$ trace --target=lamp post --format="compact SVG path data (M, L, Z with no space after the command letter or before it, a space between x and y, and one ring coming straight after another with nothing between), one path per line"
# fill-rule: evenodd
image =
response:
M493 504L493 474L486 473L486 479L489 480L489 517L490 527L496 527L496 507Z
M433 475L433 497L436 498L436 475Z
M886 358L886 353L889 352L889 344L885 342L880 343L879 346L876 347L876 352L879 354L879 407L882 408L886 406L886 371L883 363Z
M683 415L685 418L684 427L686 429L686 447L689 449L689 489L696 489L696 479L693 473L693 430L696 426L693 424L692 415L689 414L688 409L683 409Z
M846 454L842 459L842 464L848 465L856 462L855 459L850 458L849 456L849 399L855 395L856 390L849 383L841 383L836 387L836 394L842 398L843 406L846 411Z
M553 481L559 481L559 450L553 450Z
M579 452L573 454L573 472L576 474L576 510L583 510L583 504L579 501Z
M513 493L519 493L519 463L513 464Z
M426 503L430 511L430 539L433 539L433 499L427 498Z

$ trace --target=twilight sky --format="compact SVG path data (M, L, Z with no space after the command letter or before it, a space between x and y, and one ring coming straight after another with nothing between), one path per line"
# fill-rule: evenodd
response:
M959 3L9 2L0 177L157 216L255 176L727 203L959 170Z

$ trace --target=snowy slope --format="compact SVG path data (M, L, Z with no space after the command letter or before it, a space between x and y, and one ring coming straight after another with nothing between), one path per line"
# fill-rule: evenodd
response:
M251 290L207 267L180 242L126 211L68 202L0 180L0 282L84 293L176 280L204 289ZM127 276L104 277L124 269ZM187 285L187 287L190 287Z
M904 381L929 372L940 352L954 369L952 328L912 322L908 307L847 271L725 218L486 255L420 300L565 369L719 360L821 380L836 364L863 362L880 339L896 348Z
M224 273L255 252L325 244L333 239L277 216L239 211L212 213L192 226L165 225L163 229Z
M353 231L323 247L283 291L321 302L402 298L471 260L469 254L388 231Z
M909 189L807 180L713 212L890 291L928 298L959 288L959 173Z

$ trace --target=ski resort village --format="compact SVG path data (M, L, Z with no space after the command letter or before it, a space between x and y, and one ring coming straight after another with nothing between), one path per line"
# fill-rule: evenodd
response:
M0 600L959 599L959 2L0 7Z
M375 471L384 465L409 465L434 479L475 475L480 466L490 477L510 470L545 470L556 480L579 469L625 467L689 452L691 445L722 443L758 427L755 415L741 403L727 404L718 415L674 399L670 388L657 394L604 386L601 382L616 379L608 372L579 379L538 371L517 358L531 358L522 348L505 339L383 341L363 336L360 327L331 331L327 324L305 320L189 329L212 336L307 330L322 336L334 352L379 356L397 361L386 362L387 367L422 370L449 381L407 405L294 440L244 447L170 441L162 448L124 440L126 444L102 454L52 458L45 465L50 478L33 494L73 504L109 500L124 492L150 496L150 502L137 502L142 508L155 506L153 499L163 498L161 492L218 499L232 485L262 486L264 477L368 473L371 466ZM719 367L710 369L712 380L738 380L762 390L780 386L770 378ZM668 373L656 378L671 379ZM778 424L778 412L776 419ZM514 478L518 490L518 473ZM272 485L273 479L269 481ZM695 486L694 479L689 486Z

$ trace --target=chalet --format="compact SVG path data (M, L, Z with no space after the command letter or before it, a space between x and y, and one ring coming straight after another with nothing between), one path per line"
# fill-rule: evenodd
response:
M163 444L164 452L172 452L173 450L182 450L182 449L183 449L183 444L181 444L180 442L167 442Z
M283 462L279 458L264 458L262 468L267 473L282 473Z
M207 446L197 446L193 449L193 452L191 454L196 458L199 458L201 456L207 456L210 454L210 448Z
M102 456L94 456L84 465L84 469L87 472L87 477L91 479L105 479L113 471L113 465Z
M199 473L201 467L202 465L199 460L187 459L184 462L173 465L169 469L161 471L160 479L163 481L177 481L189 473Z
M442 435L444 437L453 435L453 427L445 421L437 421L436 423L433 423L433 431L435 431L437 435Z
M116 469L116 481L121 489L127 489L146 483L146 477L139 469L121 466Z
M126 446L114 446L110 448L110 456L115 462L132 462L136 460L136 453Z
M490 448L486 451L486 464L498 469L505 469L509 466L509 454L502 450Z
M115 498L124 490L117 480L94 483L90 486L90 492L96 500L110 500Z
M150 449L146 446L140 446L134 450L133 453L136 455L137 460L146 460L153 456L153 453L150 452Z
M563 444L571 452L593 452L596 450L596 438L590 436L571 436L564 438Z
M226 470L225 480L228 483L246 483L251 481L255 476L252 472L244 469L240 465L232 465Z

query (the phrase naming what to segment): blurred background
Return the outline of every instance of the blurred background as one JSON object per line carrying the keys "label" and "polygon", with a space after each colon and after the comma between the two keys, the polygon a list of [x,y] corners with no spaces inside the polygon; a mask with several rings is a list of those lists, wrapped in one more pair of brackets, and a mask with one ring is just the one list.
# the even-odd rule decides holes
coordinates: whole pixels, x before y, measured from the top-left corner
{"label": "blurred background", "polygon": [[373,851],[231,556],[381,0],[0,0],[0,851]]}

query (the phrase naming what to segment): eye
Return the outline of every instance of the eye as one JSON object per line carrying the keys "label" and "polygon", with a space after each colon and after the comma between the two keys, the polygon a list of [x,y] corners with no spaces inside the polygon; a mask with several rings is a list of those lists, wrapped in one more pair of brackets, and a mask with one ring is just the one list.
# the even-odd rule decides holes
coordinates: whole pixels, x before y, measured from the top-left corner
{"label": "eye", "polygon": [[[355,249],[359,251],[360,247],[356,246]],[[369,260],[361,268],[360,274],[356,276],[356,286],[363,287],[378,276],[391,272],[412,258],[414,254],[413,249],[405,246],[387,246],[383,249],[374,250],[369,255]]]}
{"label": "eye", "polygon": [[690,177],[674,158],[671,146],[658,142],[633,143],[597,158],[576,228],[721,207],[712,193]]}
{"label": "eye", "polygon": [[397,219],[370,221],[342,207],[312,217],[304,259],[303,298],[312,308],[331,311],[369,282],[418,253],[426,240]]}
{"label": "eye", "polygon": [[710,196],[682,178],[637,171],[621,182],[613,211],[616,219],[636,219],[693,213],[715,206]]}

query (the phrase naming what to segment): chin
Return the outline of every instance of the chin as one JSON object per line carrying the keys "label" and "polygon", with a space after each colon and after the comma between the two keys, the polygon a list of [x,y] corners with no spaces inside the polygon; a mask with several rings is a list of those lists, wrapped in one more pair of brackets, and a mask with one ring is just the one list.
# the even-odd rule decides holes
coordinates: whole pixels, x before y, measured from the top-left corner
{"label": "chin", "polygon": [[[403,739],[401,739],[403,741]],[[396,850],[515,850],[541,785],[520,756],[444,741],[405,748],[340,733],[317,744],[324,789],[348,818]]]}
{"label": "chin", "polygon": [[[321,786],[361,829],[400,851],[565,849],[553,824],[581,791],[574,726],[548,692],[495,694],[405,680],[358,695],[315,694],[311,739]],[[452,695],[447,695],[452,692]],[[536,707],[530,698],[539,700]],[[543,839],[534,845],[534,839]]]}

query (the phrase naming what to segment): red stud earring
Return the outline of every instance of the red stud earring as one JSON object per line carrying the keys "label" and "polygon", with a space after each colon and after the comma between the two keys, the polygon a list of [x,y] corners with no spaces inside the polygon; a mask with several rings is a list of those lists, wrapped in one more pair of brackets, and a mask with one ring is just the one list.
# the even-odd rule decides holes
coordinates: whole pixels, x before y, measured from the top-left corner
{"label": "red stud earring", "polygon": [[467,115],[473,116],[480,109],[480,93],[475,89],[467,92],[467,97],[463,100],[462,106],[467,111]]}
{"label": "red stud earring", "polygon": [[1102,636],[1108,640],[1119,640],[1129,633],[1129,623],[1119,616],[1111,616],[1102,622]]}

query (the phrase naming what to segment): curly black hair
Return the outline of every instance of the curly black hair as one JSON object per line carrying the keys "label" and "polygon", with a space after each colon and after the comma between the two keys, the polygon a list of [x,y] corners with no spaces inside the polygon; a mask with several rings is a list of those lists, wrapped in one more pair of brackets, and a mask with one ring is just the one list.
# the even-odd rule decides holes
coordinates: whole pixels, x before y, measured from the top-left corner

**What you have to do:**
In which lines of the material above does the string "hair" occur? Copy them all.

**Solution below:**
query (the phrase naming what to segment): curly black hair
Return the outline of every instance of the curly black hair as one JSON object per line carrying the keys "label" and "polygon", with a space after each colon and after the comma between the two keys, the polygon a list of [x,y] corners with no spaces inside the polygon; a mask with several rings is a list of those lists, wrapped in one more pair of brackets, and a mask with one ring is just the one list.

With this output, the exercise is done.